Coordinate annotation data
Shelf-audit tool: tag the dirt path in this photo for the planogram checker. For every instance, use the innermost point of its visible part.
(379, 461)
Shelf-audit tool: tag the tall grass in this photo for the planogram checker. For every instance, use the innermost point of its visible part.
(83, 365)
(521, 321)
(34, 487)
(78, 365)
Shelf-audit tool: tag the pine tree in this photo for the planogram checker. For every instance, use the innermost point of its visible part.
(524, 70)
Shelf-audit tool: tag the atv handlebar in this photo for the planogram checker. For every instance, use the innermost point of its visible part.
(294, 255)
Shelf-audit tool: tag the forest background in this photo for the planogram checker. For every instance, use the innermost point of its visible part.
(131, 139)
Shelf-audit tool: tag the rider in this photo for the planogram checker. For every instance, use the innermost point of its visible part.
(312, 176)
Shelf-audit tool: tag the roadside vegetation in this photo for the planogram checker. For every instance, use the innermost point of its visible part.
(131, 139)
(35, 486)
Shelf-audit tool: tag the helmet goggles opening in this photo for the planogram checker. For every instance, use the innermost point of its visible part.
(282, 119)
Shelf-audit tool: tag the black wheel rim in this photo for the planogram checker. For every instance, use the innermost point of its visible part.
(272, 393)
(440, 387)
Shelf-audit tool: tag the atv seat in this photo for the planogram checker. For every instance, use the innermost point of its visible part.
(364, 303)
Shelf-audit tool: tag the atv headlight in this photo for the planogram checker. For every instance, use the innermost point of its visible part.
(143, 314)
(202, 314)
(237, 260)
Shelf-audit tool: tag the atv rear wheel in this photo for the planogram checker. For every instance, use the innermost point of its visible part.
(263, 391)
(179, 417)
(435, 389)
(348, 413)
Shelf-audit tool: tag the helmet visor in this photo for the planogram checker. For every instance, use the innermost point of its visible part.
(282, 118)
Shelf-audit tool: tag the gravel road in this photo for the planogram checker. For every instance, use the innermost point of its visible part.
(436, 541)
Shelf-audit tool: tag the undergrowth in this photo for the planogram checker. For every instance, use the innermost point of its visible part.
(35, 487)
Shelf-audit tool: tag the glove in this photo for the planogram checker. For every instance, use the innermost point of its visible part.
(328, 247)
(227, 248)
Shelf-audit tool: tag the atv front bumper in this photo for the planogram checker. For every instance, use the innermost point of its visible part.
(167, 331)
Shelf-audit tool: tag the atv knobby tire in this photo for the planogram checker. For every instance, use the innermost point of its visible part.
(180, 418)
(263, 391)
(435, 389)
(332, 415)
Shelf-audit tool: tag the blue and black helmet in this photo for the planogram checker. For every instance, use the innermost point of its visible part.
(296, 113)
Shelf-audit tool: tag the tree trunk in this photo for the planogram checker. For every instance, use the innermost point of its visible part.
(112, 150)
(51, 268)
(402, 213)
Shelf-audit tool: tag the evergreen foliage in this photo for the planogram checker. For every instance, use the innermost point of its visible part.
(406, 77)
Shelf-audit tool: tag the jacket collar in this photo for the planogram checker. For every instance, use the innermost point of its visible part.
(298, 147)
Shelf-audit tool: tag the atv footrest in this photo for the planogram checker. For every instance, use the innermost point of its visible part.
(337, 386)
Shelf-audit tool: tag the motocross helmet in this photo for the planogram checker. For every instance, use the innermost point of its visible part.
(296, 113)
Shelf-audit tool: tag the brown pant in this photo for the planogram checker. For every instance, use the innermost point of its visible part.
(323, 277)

Required task: Convert the data above into a JSON list of strings, one string per line, leaving out any blank lines.

Expected answer:
[
  "Shelf-audit tool: tag the dirt path in this photo for the planogram checker. For every instance, use the innermost point of its visible part.",
  "(379, 461)",
  "Shelf-audit tool: tag the tall grass in this photo for the planogram checker. For every instance, use the innermost point of its visible part.",
  "(83, 365)",
  "(521, 321)",
  "(34, 487)",
  "(78, 365)",
  "Shelf-audit tool: tag the pine tree in this photo for the planogram checker. For every instance, use the innermost point of its visible part.",
  "(524, 70)",
  "Shelf-audit tool: tag the atv handlebar in this photo for the planogram checker. For every instance, use the innermost point of its visible part.",
  "(294, 255)",
  "Shelf-audit tool: tag the forest background in this photo for the planogram checker. For every instance, use the innermost point of its visible part.",
  "(131, 139)",
  "Shelf-audit tool: tag the rider in this photo for the planogram checker. For every instance, use the innermost point of its visible part.",
  "(312, 176)",
  "Shelf-audit tool: tag the roadside vegetation in this photo for the planogram checker. For every instance, use the innermost point of its visible part.",
  "(131, 139)",
  "(35, 486)",
  "Shelf-audit tool: tag the helmet goggles opening in this photo for the planogram checker. For every instance, use the innermost point of its visible part.",
  "(282, 119)",
  "Shelf-audit tool: tag the black wheel rim in this photo for the planogram checker. For every instance, use the innermost point of its visible part.",
  "(272, 393)",
  "(440, 387)",
  "Shelf-audit tool: tag the atv seat in this photo for the planogram checker. For every instance, use the innermost point of its visible part.",
  "(364, 303)",
  "Shelf-audit tool: tag the atv headlight in this photo for the planogram checker. For every instance, use the innermost point of its visible part.",
  "(143, 314)",
  "(202, 314)",
  "(237, 260)",
  "Shelf-audit tool: tag the atv rear wheel in this photo for the planogram checker. For every instance, use the innermost point of its visible part.",
  "(263, 391)",
  "(179, 417)",
  "(435, 389)",
  "(348, 413)",
  "Shelf-audit tool: tag the helmet visor in this photo for the planogram checker. For every instance, use the innermost point of its visible part.",
  "(282, 118)",
  "Shelf-audit tool: tag the gravel road in this photo for the planogram checker. For every instance, use the innermost point of its visible part.",
  "(436, 541)",
  "Shelf-audit tool: tag the undergrowth in this photo for the planogram checker. For every instance, use the innermost point of its visible part.",
  "(35, 487)",
  "Shelf-audit tool: tag the glove in this photo for the planogram checker. For every instance, use the innermost point of its visible part.",
  "(328, 247)",
  "(227, 248)",
  "Shelf-audit tool: tag the atv front bumper in this photo for the planogram checker. For every instance, use the innermost point of its visible part.",
  "(167, 331)",
  "Shelf-audit tool: tag the atv knobby tire in this photo for the planogram checker. For every instance, use the innermost point of its visible part.",
  "(180, 418)",
  "(263, 391)",
  "(435, 389)",
  "(332, 415)",
  "Shelf-audit tool: tag the blue and black helmet in this photo for the planogram checker. For every instance, use the innermost point of its visible part.",
  "(296, 113)",
  "Shelf-audit tool: tag the tree trunk in this photo for the planogram checker. For every instance, use the innermost point of its visible part.",
  "(112, 150)",
  "(51, 268)",
  "(402, 213)",
  "Shelf-audit tool: tag the evergreen foliage in this photo for the planogram checker. For every instance, use the innermost point of its visible part.",
  "(406, 77)",
  "Shelf-audit tool: tag the jacket collar in this photo for the planogram checker. For every instance, use the innermost point of its visible part.",
  "(298, 147)",
  "Shelf-audit tool: tag the atv footrest in this photo for the planogram checker. For every instance, use the innermost point of its visible part.",
  "(337, 386)",
  "Shelf-audit tool: tag the motocross helmet in this photo for the planogram checker. For every instance, use the innermost point of its visible part.",
  "(296, 113)",
  "Shelf-audit tool: tag the brown pant in this photo for the planogram checker. For every instance, use the innermost point of its visible part.",
  "(323, 277)"
]